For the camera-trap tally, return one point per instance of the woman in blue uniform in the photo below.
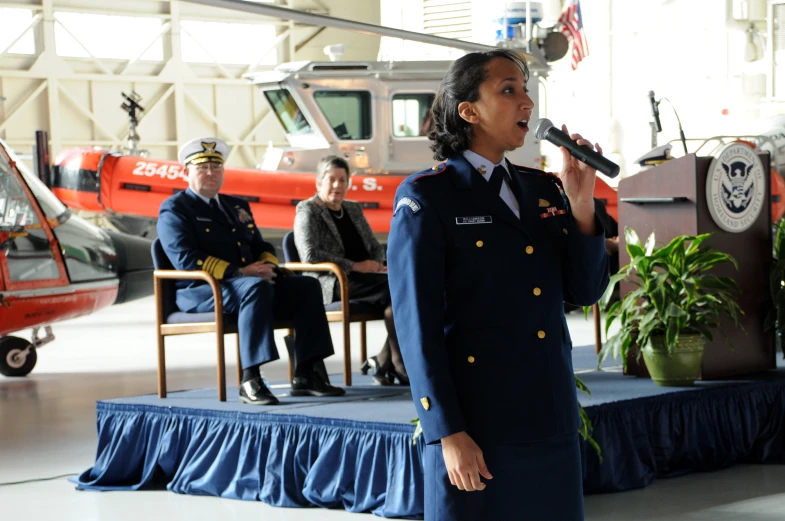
(482, 255)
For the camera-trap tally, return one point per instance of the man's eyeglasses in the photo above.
(206, 167)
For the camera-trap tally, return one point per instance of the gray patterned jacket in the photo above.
(317, 239)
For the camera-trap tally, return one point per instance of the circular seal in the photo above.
(735, 187)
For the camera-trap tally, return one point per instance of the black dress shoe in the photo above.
(314, 382)
(256, 393)
(401, 378)
(370, 366)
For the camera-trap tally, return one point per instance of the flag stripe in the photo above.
(572, 27)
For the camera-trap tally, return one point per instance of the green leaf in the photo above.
(630, 237)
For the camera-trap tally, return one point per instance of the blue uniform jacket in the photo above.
(195, 237)
(478, 302)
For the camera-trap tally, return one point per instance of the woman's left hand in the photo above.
(578, 181)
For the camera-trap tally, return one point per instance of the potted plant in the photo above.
(674, 309)
(776, 315)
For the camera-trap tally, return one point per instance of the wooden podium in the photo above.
(670, 200)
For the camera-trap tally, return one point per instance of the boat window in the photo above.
(289, 113)
(348, 112)
(412, 114)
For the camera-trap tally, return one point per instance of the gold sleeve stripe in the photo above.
(220, 269)
(268, 257)
(216, 267)
(208, 264)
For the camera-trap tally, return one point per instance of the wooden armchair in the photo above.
(344, 311)
(170, 321)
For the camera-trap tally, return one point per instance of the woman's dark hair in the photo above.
(452, 134)
(329, 162)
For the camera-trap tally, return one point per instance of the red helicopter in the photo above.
(54, 265)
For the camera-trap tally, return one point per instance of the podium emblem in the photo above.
(735, 187)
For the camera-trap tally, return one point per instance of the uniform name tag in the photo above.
(479, 219)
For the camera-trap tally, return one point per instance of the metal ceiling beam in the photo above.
(320, 20)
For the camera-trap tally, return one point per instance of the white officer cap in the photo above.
(203, 150)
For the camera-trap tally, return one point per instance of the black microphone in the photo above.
(544, 129)
(655, 112)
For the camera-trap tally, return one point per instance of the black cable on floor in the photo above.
(36, 480)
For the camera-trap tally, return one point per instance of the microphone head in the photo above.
(541, 128)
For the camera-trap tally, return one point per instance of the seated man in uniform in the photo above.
(202, 230)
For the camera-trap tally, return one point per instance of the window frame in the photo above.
(405, 93)
(369, 117)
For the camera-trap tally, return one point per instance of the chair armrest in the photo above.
(330, 267)
(160, 275)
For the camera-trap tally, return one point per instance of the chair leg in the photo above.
(239, 363)
(363, 343)
(161, 366)
(347, 353)
(595, 309)
(291, 363)
(221, 367)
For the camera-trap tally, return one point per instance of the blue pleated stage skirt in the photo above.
(539, 481)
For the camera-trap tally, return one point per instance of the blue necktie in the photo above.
(497, 179)
(216, 207)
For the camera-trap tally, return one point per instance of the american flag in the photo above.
(572, 27)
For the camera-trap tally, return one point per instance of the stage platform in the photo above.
(356, 453)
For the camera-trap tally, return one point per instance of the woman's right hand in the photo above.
(464, 462)
(368, 266)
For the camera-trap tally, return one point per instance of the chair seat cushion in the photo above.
(179, 317)
(355, 308)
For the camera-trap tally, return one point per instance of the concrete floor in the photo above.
(47, 429)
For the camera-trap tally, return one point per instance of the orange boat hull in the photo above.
(97, 181)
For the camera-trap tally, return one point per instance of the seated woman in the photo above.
(329, 229)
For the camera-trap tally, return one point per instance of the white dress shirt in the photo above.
(485, 168)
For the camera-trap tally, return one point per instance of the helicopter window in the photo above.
(27, 251)
(49, 203)
(289, 113)
(349, 112)
(16, 212)
(412, 114)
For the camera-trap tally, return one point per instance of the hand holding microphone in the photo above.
(544, 130)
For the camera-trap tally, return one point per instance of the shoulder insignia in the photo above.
(413, 205)
(435, 170)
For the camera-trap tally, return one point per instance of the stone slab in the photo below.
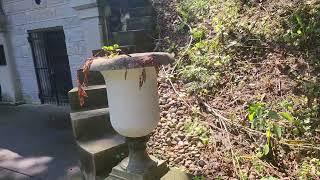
(36, 141)
(175, 174)
(91, 124)
(97, 98)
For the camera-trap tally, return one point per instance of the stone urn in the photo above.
(132, 89)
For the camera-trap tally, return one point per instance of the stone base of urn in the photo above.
(139, 165)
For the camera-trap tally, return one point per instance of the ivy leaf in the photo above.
(287, 116)
(251, 116)
(266, 149)
(273, 115)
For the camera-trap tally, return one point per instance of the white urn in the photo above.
(132, 89)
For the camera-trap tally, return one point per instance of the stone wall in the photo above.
(24, 16)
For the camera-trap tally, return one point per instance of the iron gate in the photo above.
(51, 65)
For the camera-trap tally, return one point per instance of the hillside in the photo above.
(242, 100)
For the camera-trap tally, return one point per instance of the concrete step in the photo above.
(94, 78)
(140, 38)
(146, 22)
(99, 156)
(97, 98)
(91, 124)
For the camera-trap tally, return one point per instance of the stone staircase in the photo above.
(132, 25)
(100, 147)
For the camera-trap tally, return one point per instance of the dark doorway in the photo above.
(51, 65)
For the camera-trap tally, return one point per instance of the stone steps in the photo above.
(91, 124)
(98, 156)
(143, 23)
(97, 98)
(100, 147)
(128, 3)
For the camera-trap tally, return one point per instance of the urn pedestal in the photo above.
(134, 109)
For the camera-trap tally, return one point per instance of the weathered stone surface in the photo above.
(91, 124)
(141, 11)
(137, 37)
(118, 173)
(97, 98)
(132, 61)
(100, 155)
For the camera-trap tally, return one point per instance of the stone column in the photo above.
(88, 12)
(9, 81)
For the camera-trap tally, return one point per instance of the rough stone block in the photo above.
(94, 78)
(133, 37)
(91, 124)
(146, 22)
(97, 98)
(99, 156)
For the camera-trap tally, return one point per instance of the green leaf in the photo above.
(299, 32)
(266, 149)
(259, 154)
(269, 178)
(273, 115)
(287, 116)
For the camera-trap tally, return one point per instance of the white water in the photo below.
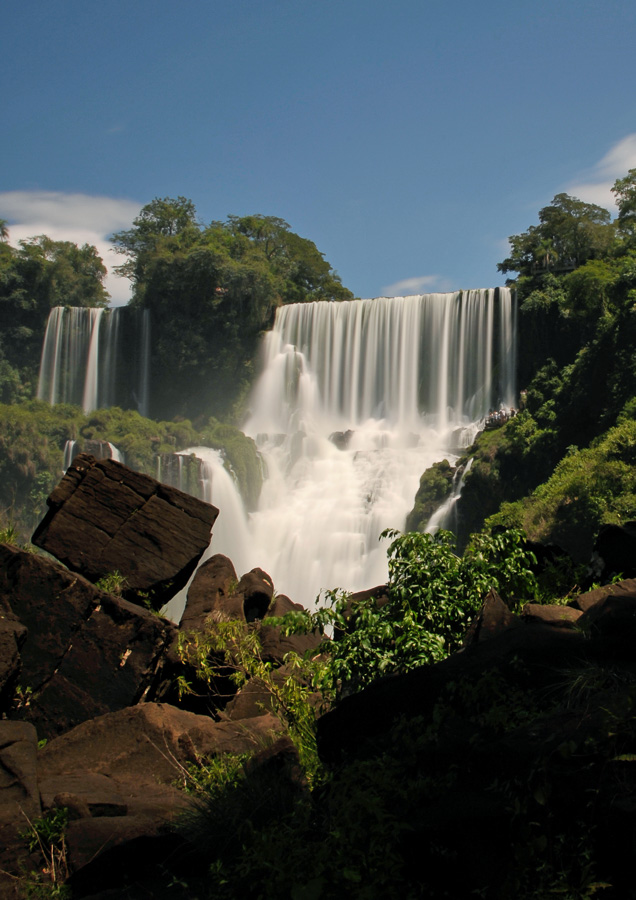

◆ **Short exercise**
Convert the lines above into a numbered list, starting with the line containing "doorway in the photo above." and going through the last line. Skip blank lines and leave the pictures out.

◆ **Correct result**
1. For the camera-trap tally, return one point per instance of the dark doorway in the photo above.
2. (51, 65)
3. For the camera-trap tally, return one point per instance of the stone steps in the photo above.
4. (91, 124)
5. (98, 156)
6. (143, 23)
7. (97, 98)
8. (100, 147)
9. (128, 3)
10. For the camera-trap tally, return one point per instance of the urn pedestal in the photo above.
11. (134, 109)
12. For the camera-trap tally, return one point per instance of the weathered stone surface in the photo above.
13. (91, 124)
14. (141, 11)
15. (137, 37)
16. (118, 173)
17. (97, 98)
18. (132, 61)
19. (100, 155)
20. For the camera-trap tally, return one point per instance of the stone column in the photo above.
21. (88, 12)
22. (9, 81)
23. For the camera-trap tally, return one point per instance of the rough stone block in the photo above.
24. (94, 78)
25. (133, 37)
26. (91, 124)
27. (146, 22)
28. (97, 98)
29. (99, 156)
30. For the camera-trap tally, return one point per instance of the green leaf in the photo above.
31. (299, 32)
32. (266, 149)
33. (259, 154)
34. (269, 178)
35. (273, 115)
36. (287, 116)
37. For the camera-trap tally, return one point per instance of the white water in the photo below.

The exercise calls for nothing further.